» Tarefa 1: Transcreva do trecho sobre as metas de restauração de terras tudo o que vai de "Tim Christophersen, até" até "não uma realidade.".

--- Trecho do documento ---

Questionada se a meta de 2020 do Bonn Challenge de restaurar 150 milhões de hectares foi alcançada, a diretora do programa disse que a meta pode até ter sido alcançada mas que “o progresso não foi totalmente documentado”.
No caso da Iniciativa 20X20, os participantes relatam que foram tomadas medidas para proteger e restaurar mais de 22 milhões de hectares, mas um especialista com conhecimento sobre o projeto disse à BBC que menos de 10% desse número foi de fato restaurado até 2020.
A AFR100 não respondeu à pergunta da BBC sobre o que foi alcançado até agora, mas o World Resources Institute, que fornece assistência técnica ao programa, disse que não sabe quanta restauração está ocorrendo. A entidade planeja começar a usar a tecnologia de satélite para descobrir isso.
No caso da Great Green Wall, os países participantes relataram que 20 milhões de hectares de terra foram restaurados desde 2009, o que corresponde a 20% da meta, mas esse número não foi verificado de forma independente.
Tim Christophersen, até este mês chefe da Nature for Climate do Programa das Nações Unidas para o Meio Ambiente, diz que do bilhão de hectares de paisagem que os países prometeram restaurar em todo o mundo “a maioria” continua sendo uma promessa e não uma realidade.
Em alguns casos, programas grandiosos de plantio até avançaram, mas ainda assim produziram resultados limitados. A BBC investigou uma dúzia de exemplos que fracassaram — como o citado nas Filipinas — geralmente porque não foram tomados cuidados suficientes.
O governo das Filipinas não respondeu aos pedidos da BBC para comentar a avaliação oficial da Comissão de Auditoria de que 88% do Programa Nacional de Esverdeamento fracassou.
A autoridade local que plantou o que Primavera considera ser a espécie de planta errada para locais costeiros contestou a alegação, dizendo que 50% das mudas sobreviveram em alguns locais.
Nas Filipinas, pelo menos houve uma auditoria; em muitos outros países os resultados não são claros.
O Estado de Uttar Pradesh, na Índia, por exemplo, plantou dezenas de milhões de mudas nos últimos cinco anos, mas quando a BBC foi verificar novas plantações perto da cidade de Banda, encontrou poucas vivas.

---

» Tarefa 2: Extraia dos registros todas as linhas que contêm a palavra "still", diferenciando maiúsculas de minúsculas.

--- Registros fornecidos ---

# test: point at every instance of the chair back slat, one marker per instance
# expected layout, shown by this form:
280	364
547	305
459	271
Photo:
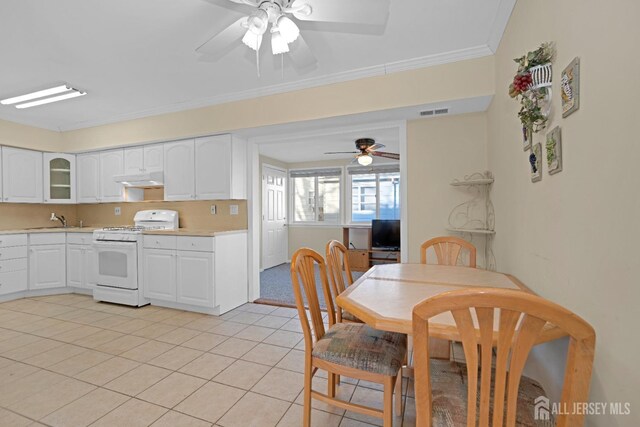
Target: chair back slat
508	322
485	325
522	319
338	267
448	250
464	323
526	336
303	277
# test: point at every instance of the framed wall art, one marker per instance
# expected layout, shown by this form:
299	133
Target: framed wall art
535	160
554	151
527	136
570	85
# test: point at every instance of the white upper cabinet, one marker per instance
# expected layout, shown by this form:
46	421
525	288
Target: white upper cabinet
88	178
21	175
111	164
179	178
133	160
154	158
59	178
143	159
213	167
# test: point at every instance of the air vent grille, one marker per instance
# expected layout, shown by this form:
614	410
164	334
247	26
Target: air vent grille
436	112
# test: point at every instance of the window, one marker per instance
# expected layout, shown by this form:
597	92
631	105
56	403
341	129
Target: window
375	193
316	195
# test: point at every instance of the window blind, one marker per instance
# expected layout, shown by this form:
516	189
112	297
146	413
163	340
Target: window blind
361	170
303	173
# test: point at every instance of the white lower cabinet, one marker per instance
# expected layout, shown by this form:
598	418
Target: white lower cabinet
184	277
47	266
195	278
81	266
13	264
160	274
206	273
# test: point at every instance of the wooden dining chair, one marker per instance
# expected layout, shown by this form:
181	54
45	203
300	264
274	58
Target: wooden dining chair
339	270
448	250
448	390
349	349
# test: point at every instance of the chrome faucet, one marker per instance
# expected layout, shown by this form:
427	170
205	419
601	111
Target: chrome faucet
59	218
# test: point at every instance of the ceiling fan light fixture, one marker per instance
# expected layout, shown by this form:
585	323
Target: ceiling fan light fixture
365	159
258	22
254	41
288	29
278	43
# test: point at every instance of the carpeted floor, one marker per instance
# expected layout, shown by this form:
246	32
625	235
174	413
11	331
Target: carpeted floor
275	285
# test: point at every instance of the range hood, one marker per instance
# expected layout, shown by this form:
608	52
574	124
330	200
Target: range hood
147	179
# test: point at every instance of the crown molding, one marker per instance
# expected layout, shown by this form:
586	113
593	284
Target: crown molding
505	9
374	71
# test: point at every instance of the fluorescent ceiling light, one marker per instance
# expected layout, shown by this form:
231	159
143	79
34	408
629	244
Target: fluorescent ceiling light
35	95
62	97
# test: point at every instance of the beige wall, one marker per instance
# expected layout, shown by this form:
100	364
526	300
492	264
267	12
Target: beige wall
458	80
17	135
193	214
315	238
573	237
438	151
17	216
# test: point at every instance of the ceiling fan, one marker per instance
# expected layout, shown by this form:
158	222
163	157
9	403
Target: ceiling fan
367	148
285	34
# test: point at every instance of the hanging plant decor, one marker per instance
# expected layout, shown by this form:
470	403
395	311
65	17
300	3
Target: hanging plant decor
531	86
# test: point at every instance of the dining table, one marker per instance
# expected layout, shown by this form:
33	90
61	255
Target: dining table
384	296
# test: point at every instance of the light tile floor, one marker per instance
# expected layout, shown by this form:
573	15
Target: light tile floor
67	360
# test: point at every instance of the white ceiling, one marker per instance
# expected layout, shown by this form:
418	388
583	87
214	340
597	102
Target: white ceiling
136	58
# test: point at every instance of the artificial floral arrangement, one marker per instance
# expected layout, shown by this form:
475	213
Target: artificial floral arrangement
529	90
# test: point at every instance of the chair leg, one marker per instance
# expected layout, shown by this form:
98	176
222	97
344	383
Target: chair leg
307	396
399	393
331	391
387	416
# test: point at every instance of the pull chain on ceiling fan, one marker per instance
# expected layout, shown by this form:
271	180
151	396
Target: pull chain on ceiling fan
285	33
367	148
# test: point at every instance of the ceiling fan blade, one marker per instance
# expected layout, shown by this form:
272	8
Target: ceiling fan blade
386	155
372	12
375	147
225	40
301	54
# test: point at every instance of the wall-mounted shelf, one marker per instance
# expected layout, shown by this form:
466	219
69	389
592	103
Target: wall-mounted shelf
471	230
476	181
476	216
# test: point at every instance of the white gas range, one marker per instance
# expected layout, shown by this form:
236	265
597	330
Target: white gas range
119	257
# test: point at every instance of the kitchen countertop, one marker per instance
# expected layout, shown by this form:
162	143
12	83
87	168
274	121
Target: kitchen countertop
51	230
193	232
178	232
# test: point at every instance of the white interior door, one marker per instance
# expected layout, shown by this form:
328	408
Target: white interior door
274	222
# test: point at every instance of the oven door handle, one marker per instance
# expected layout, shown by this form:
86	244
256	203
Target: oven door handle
103	244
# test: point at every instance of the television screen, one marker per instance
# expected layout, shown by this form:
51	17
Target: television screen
385	234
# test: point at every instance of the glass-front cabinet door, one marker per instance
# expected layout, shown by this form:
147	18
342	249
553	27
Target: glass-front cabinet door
59	178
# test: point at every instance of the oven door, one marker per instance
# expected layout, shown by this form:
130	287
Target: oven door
117	264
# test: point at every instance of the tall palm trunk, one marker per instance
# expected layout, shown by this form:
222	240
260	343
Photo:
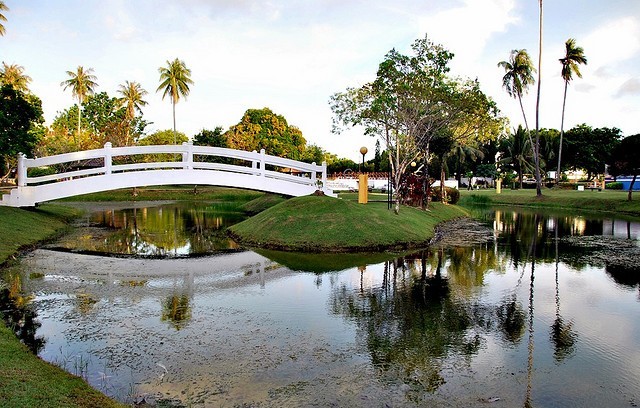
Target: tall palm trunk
175	134
79	120
536	159
564	102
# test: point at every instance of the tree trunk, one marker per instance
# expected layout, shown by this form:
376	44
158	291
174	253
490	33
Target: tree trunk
537	157
633	180
175	134
564	101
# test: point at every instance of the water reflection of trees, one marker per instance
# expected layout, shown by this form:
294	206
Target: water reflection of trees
18	313
412	322
167	230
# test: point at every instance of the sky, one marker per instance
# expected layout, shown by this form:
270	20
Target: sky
291	56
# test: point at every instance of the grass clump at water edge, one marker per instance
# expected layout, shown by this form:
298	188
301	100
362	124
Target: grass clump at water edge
25	379
325	224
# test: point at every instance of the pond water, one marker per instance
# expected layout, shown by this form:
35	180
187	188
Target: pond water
542	313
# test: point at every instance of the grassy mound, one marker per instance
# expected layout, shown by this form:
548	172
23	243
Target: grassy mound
325	224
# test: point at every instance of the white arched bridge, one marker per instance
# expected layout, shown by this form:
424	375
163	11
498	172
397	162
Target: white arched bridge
112	168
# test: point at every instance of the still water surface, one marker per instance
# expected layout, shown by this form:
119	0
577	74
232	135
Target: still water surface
545	313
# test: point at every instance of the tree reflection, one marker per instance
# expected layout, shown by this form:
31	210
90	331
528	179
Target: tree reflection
410	322
18	314
562	335
176	309
176	229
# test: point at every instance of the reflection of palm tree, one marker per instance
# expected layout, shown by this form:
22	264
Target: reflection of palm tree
177	310
562	336
411	322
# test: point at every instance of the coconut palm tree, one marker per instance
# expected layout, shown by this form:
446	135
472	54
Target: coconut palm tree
574	56
518	76
131	94
14	76
3	7
516	80
174	81
536	158
82	84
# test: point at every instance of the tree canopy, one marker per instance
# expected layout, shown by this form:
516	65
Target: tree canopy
264	129
413	101
20	120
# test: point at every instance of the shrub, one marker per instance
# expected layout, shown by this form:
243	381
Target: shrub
453	195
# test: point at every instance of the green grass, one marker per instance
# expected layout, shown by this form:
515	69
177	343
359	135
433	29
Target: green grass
27	381
609	201
22	229
320	224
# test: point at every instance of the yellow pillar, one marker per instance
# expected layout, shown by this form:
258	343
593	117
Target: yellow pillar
363	192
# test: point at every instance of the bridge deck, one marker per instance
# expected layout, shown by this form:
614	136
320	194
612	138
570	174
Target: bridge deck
134	167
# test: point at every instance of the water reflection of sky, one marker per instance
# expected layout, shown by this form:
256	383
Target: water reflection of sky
242	329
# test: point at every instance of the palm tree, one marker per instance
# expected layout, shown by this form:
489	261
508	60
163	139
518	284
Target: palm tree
82	83
514	153
174	81
3	7
536	158
14	76
131	98
570	65
517	78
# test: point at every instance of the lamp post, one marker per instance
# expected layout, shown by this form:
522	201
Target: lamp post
363	151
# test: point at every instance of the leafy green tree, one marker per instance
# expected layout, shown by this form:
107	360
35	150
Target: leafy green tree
20	125
590	149
410	103
13	75
574	56
163	137
175	79
313	154
263	129
82	84
207	137
131	97
3	7
626	160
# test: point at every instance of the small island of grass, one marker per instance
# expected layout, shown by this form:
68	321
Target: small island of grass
325	224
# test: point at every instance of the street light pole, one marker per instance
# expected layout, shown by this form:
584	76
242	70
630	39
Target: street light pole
363	151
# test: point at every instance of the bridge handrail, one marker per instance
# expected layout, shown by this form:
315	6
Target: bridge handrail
259	161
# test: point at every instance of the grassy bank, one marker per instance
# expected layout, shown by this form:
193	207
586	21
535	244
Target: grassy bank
321	224
611	201
25	379
22	229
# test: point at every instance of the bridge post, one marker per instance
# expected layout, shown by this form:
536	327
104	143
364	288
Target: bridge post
254	164
187	156
22	170
107	158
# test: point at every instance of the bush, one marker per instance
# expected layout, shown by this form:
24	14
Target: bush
453	195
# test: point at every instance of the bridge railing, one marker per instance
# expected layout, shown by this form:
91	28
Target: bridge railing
255	163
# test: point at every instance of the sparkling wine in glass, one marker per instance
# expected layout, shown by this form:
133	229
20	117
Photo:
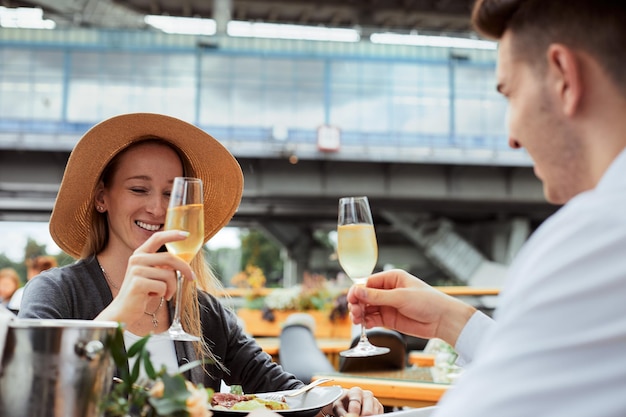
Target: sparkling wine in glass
358	252
185	212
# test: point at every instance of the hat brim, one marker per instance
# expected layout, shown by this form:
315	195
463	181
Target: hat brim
204	157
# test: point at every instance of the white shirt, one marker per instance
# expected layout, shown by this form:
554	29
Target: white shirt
557	346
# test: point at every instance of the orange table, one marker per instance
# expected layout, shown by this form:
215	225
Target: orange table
419	358
410	387
330	347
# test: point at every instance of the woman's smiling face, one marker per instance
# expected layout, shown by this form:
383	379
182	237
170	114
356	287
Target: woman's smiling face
138	194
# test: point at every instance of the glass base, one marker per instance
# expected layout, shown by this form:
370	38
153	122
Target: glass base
364	349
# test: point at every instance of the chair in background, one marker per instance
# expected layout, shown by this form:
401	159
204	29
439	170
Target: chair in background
395	359
298	352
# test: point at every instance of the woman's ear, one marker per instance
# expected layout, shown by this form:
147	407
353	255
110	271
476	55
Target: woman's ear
565	73
99	198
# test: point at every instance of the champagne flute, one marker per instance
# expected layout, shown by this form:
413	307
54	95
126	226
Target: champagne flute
185	212
358	252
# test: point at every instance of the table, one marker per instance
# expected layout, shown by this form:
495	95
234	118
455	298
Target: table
410	387
419	358
330	347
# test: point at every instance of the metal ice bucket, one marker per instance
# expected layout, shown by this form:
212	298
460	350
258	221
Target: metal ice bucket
55	368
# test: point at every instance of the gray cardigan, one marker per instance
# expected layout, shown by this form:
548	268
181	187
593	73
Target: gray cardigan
80	291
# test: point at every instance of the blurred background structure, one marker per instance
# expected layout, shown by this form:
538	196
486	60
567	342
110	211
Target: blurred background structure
316	99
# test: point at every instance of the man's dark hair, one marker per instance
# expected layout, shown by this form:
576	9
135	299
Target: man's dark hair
597	27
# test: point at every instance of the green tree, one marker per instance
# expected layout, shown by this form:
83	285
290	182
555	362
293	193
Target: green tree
258	250
33	249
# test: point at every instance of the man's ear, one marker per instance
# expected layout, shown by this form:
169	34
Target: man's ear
564	69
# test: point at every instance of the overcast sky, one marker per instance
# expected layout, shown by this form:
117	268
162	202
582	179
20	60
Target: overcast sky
13	237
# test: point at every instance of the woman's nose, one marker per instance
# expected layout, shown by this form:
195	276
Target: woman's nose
158	206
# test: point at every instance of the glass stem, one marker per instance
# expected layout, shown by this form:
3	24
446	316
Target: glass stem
179	287
363	338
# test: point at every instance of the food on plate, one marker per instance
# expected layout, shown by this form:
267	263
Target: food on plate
244	402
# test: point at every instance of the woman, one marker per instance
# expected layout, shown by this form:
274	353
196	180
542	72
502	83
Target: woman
109	214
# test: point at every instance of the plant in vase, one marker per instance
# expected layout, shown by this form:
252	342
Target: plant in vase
158	394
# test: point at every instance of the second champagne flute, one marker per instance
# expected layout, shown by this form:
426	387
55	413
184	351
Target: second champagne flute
185	212
358	252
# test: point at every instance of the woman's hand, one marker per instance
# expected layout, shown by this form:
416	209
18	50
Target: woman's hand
149	274
358	402
395	299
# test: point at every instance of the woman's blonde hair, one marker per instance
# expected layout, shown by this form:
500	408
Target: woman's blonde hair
98	238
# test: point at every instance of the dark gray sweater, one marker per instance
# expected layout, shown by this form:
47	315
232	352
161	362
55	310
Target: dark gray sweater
80	291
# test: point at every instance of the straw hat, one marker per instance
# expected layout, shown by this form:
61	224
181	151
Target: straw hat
204	157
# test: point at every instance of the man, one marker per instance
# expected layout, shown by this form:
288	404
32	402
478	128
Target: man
557	345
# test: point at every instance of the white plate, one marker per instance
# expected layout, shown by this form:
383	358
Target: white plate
307	404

---

» Resultado 1:
Tim Christophersen, até este mês chefe da Nature for Climate do Programa das Nações Unidas para o Meio Ambiente, diz que do bilhão de hectares de paisagem que os países prometeram restaurar em todo o mundo “a maioria” continua sendo uma promessa e não uma realidade.

» Resultado 2:
# test: point at every instance of the still water surface, one marker per instance
Target: still water surface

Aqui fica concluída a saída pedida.